** start of Exercise materials **

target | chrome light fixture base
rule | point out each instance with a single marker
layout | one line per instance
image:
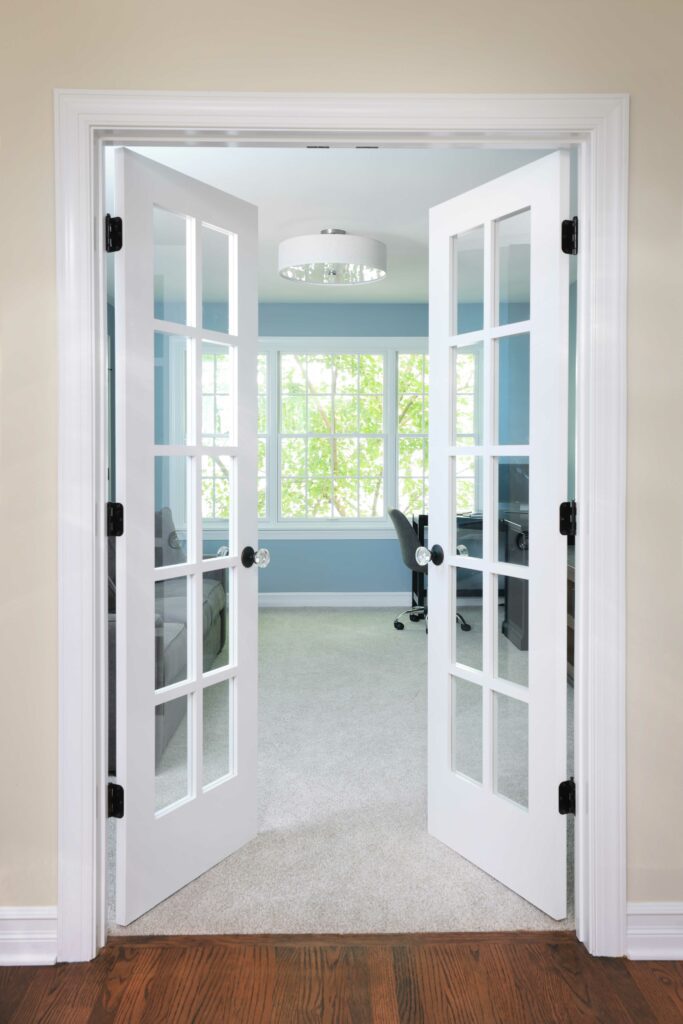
(332, 258)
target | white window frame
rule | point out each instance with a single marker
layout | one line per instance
(598, 126)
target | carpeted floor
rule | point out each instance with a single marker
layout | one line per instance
(343, 845)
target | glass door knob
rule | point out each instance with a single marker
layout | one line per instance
(260, 557)
(425, 555)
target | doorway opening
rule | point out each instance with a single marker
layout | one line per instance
(344, 843)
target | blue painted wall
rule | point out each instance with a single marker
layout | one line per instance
(329, 565)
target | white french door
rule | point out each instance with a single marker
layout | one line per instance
(185, 472)
(499, 325)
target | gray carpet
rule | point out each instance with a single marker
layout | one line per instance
(342, 845)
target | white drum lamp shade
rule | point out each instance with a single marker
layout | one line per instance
(333, 257)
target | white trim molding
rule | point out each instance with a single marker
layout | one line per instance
(28, 936)
(335, 599)
(654, 931)
(598, 127)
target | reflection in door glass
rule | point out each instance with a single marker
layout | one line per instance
(170, 246)
(217, 394)
(171, 748)
(171, 377)
(217, 725)
(468, 505)
(216, 640)
(216, 503)
(512, 480)
(467, 644)
(511, 749)
(513, 630)
(513, 258)
(467, 728)
(468, 394)
(512, 385)
(468, 264)
(171, 519)
(172, 628)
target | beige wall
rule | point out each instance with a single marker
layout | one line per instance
(378, 45)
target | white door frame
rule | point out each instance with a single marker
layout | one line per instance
(598, 126)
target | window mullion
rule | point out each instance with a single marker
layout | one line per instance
(272, 440)
(390, 430)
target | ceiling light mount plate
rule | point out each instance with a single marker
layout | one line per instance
(332, 258)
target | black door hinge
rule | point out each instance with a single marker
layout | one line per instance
(113, 233)
(114, 519)
(570, 237)
(114, 801)
(566, 797)
(568, 518)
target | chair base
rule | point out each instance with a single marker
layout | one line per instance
(418, 613)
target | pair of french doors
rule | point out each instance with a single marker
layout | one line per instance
(186, 600)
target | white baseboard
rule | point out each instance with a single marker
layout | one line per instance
(336, 599)
(654, 931)
(28, 935)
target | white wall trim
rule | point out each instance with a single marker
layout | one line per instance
(28, 935)
(654, 931)
(598, 124)
(335, 599)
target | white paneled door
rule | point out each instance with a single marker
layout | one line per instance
(499, 325)
(185, 472)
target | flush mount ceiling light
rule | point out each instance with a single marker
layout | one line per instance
(333, 257)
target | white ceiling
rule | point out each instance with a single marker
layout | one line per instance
(384, 194)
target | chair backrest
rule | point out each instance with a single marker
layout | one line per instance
(408, 540)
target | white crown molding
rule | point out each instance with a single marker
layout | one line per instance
(28, 935)
(654, 931)
(599, 125)
(338, 599)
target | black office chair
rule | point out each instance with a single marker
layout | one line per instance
(410, 542)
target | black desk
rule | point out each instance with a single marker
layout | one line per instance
(514, 527)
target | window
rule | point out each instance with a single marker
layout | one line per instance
(342, 433)
(413, 430)
(216, 423)
(332, 439)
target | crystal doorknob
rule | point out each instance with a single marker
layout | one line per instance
(425, 555)
(260, 557)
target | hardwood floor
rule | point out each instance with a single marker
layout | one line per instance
(540, 978)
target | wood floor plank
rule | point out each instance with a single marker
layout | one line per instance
(12, 988)
(536, 978)
(453, 983)
(662, 985)
(383, 1001)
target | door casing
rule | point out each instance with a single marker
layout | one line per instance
(598, 127)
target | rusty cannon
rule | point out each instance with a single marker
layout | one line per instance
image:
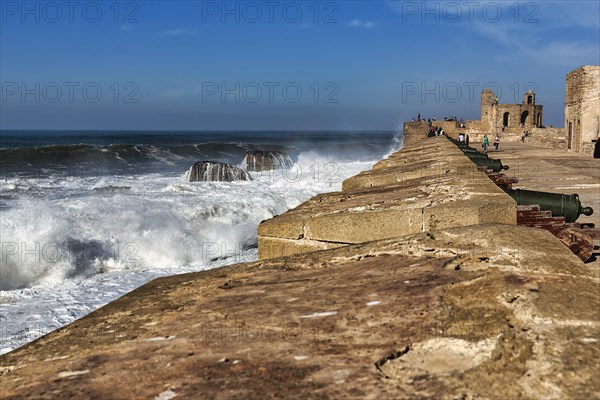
(482, 160)
(564, 205)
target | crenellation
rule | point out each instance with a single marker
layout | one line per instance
(524, 121)
(582, 108)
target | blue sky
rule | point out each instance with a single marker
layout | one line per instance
(339, 65)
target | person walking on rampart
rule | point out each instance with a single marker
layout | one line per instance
(486, 143)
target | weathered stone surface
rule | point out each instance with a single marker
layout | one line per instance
(488, 311)
(264, 160)
(582, 108)
(427, 185)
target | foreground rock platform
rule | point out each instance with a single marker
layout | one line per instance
(428, 185)
(487, 311)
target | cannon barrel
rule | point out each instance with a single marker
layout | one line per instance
(565, 205)
(489, 163)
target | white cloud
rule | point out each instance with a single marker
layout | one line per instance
(357, 23)
(177, 32)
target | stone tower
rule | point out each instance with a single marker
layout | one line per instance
(488, 109)
(529, 98)
(582, 108)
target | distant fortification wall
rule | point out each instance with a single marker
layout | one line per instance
(582, 108)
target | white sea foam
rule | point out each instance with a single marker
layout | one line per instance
(71, 245)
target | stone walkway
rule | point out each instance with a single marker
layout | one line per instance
(553, 170)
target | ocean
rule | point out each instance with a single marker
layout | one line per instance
(86, 217)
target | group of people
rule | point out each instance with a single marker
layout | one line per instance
(435, 131)
(433, 119)
(486, 141)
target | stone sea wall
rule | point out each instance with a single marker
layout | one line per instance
(430, 291)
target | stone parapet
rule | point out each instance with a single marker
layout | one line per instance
(427, 185)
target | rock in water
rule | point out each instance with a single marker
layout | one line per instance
(261, 160)
(208, 171)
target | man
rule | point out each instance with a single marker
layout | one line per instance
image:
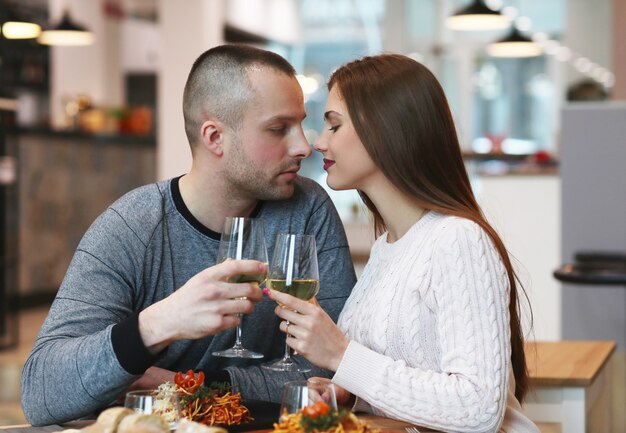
(143, 289)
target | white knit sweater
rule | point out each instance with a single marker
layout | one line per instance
(428, 324)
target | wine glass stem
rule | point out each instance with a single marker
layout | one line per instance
(287, 351)
(238, 331)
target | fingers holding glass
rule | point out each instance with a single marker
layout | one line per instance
(293, 270)
(242, 239)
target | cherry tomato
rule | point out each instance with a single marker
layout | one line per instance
(310, 412)
(188, 381)
(322, 408)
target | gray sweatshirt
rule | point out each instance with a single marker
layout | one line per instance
(139, 251)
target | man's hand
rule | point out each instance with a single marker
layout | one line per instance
(205, 305)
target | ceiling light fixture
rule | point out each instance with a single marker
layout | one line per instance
(477, 16)
(514, 44)
(66, 33)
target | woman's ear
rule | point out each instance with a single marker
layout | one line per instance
(212, 137)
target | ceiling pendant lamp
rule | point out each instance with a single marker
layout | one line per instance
(66, 33)
(514, 44)
(20, 30)
(477, 17)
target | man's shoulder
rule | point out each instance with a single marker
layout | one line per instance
(144, 206)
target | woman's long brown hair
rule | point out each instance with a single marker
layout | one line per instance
(402, 117)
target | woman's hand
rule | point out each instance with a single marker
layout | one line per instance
(312, 333)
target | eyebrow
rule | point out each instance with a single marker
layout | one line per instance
(330, 113)
(285, 118)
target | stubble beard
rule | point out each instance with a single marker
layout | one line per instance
(247, 179)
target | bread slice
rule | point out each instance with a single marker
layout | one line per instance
(142, 423)
(187, 426)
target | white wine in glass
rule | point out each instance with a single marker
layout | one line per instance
(293, 270)
(242, 239)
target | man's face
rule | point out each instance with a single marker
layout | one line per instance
(262, 158)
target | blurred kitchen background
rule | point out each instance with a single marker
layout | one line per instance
(82, 125)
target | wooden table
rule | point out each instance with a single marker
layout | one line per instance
(570, 384)
(385, 424)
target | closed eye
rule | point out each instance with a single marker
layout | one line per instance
(279, 130)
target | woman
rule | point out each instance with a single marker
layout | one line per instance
(431, 333)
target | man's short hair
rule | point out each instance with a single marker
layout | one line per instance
(218, 85)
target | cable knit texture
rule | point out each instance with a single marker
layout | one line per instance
(428, 324)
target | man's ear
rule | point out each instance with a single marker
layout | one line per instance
(212, 139)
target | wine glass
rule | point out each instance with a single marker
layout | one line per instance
(242, 239)
(300, 393)
(153, 402)
(293, 270)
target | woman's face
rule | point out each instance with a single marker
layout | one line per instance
(348, 164)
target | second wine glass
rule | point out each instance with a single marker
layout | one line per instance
(242, 239)
(293, 270)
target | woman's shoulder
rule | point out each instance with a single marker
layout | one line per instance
(451, 226)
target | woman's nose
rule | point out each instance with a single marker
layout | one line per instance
(320, 144)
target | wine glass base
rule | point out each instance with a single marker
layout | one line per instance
(238, 352)
(285, 365)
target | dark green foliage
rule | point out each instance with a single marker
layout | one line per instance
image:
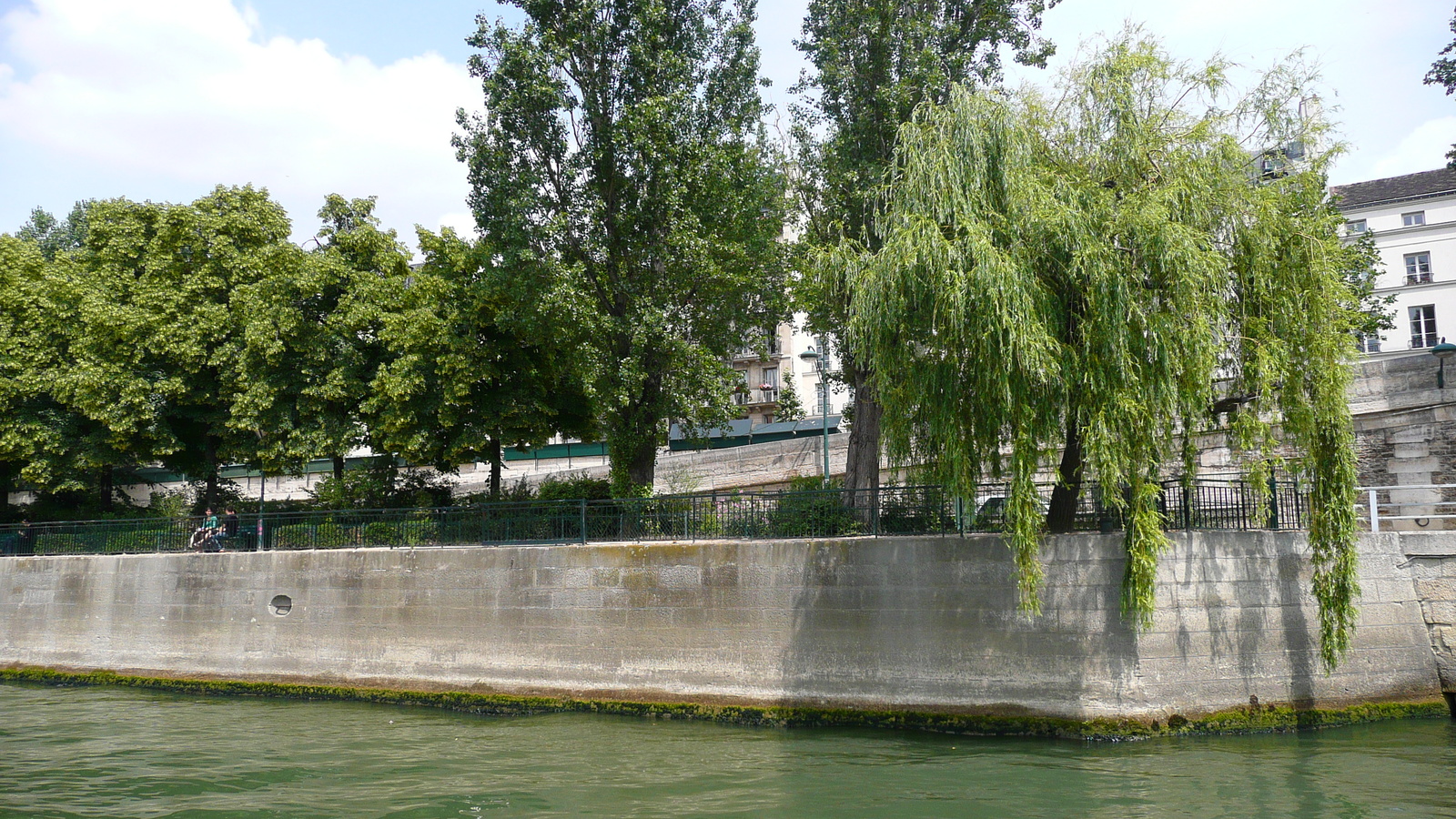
(56, 237)
(807, 511)
(621, 172)
(312, 339)
(472, 361)
(574, 487)
(1087, 274)
(873, 65)
(907, 511)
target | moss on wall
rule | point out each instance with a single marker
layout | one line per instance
(1251, 719)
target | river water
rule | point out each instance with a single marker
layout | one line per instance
(113, 753)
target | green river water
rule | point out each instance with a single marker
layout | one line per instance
(114, 753)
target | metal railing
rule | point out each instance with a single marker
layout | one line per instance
(819, 513)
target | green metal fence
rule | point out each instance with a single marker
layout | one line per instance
(823, 513)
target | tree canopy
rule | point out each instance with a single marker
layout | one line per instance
(1091, 273)
(470, 366)
(873, 65)
(1443, 73)
(622, 165)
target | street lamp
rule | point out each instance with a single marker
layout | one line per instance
(1441, 351)
(822, 368)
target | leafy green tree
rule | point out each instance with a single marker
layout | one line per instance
(55, 237)
(873, 63)
(44, 436)
(1091, 274)
(159, 334)
(312, 344)
(472, 363)
(622, 165)
(1443, 73)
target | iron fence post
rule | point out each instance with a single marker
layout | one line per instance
(874, 511)
(1273, 503)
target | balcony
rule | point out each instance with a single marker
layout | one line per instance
(774, 350)
(756, 397)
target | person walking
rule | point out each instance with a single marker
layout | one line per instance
(229, 528)
(25, 540)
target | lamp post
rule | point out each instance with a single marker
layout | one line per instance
(822, 368)
(1441, 351)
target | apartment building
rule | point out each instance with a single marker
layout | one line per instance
(768, 368)
(1412, 220)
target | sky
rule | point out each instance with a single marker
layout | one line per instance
(164, 99)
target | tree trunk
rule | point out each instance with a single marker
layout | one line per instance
(632, 440)
(495, 467)
(863, 462)
(106, 487)
(1063, 511)
(210, 460)
(632, 450)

** end of Exercise materials **

* [The exercise]
Each line from the one containing "target | street lamp" to the end of the listing above should be copied exactly, and nothing else.

* [Reply]
target | street lamp
rule | point out each instance with a single marker
layout | one line per instance
(1441, 351)
(822, 368)
target | leafy green tree
rule | point out each instance with a single marker
layout | one line per instance
(55, 237)
(873, 63)
(44, 436)
(1091, 274)
(159, 334)
(312, 344)
(472, 363)
(622, 165)
(1443, 73)
target | iron fence post
rule | point out each instance with a single marker
layout | one line per instance
(874, 511)
(1273, 503)
target | balcony
rule | point out each instance with a single marker
layout | one line per instance
(774, 350)
(756, 397)
target | person walking
rule | point out each instance with a single marker
layout | one line per instance
(229, 528)
(25, 540)
target | lamp post
rule | point out each instance with a single marker
layout | one line per instance
(822, 368)
(1441, 351)
target | apartment building
rule | point out each instance with a single marker
layout | one line per instance
(768, 368)
(1412, 220)
target | sky
rule | point out each instance with a single marker
layout | one line per instance
(164, 99)
target | tree trunk
rule | point out each instance with a single marker
layout | one line per instance
(632, 440)
(495, 467)
(863, 462)
(106, 487)
(1063, 511)
(210, 460)
(632, 450)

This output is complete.